--- Start of Data to process ---
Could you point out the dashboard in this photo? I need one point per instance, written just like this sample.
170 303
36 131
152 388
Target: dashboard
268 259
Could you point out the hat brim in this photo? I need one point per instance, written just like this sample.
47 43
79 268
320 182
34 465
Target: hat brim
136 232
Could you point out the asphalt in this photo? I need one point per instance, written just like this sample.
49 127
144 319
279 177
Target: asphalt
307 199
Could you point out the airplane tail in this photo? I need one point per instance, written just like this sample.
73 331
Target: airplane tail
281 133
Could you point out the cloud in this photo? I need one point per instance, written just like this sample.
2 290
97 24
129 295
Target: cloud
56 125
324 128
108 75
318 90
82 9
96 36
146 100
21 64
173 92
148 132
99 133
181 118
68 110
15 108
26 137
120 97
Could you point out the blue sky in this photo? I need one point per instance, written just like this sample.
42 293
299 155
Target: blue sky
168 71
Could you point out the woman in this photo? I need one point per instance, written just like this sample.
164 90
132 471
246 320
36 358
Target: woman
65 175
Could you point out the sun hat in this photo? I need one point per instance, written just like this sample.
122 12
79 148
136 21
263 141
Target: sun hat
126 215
--- End of Data to process ---
Exercise> Give the stretch of entries from the line that contains "Could you point out the cloud" through the end of the entries again, swapping "sun hat" for "straw hat" and leaving everything else unchanged.

Solution>
Could you point out the cloud in this photo? I need one point per instance, written just like this sample.
2 290
97 24
129 295
Target: cloud
56 125
324 128
108 75
318 90
82 9
96 36
146 100
21 64
173 92
148 132
99 133
181 118
68 110
15 108
26 137
120 97
Could you point out the blue sky in this photo? I need one point per instance, written just like this sample.
42 293
299 155
Target: blue sky
168 71
Could you point out the woman in this photo? I need one point per instance, written just like this sample.
164 90
132 471
246 320
36 358
Target: woman
65 175
Could you point out the straw hat in this photo? I need one point per instance, written just like this sample.
122 12
79 148
136 21
263 141
Target: straw hat
126 215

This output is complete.